### Work instructions
What lines in the records below contain the string "tree"? Copy every one.

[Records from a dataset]
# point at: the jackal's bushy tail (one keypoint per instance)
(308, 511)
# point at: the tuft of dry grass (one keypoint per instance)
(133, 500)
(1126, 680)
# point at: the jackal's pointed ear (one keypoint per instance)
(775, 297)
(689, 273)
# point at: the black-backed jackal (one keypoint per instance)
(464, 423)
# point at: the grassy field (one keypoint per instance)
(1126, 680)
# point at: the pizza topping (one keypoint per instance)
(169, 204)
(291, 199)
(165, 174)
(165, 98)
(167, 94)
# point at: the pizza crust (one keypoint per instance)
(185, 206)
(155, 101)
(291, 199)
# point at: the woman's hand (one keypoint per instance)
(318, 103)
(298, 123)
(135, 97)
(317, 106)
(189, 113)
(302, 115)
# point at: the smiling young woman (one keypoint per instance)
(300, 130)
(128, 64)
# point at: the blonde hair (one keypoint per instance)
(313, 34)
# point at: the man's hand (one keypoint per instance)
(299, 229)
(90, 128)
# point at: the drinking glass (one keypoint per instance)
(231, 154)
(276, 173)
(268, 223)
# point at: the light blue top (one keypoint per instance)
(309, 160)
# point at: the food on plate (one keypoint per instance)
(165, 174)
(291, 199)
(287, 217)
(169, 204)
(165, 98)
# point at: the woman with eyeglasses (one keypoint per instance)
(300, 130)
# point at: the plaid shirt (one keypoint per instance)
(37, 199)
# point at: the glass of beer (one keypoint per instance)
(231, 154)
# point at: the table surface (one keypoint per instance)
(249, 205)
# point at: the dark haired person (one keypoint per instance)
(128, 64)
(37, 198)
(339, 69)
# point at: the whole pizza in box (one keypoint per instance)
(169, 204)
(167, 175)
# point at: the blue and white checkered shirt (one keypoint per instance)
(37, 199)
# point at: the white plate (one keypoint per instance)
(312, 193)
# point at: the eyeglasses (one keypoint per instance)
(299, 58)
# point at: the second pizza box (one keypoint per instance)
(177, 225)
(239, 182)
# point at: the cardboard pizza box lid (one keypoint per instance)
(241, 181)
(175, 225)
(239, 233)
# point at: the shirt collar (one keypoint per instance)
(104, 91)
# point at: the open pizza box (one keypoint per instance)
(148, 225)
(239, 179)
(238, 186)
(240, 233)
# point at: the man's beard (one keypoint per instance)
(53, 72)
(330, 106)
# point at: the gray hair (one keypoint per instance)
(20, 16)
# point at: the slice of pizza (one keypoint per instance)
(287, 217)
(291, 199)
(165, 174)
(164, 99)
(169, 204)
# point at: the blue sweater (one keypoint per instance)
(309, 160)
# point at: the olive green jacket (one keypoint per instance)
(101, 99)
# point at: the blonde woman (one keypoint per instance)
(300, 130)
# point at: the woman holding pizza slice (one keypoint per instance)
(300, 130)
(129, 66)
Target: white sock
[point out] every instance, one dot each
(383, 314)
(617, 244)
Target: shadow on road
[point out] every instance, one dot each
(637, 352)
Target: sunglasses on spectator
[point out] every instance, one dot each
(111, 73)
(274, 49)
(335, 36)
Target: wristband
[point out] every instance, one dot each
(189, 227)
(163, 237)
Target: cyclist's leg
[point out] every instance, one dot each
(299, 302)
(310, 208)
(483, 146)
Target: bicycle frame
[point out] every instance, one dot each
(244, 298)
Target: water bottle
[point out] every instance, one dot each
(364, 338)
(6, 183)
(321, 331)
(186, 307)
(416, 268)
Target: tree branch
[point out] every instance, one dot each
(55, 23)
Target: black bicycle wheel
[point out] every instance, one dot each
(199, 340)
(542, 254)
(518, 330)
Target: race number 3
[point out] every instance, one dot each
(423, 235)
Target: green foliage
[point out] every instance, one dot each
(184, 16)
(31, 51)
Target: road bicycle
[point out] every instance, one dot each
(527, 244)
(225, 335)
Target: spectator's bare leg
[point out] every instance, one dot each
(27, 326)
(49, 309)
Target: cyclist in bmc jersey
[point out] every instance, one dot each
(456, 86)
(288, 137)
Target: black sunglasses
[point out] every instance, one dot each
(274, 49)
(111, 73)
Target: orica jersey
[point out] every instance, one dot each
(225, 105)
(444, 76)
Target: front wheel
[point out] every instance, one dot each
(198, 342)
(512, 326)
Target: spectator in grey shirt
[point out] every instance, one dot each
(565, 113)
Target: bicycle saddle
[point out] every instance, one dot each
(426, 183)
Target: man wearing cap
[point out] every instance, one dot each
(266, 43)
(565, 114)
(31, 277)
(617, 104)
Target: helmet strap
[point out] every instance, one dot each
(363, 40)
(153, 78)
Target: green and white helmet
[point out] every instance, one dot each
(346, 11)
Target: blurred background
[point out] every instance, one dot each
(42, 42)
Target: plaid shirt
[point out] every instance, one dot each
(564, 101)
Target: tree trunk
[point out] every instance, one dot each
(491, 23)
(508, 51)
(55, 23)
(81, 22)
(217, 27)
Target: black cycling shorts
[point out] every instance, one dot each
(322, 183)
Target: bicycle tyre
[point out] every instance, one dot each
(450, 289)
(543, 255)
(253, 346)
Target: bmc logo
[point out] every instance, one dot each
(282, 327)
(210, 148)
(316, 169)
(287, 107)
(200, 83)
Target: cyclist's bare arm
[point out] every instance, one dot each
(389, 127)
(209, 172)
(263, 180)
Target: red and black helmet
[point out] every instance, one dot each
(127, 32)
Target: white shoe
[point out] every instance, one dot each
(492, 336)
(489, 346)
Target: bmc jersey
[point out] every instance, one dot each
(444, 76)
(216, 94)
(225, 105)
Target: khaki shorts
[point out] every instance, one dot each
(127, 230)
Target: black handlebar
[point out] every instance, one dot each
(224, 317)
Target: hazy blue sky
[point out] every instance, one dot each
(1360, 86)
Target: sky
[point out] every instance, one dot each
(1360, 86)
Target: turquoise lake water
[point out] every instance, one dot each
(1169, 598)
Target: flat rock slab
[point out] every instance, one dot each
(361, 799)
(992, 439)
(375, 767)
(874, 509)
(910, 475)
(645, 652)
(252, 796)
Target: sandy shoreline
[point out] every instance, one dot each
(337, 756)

### Solution
Target: tree branch
Target: tree trunk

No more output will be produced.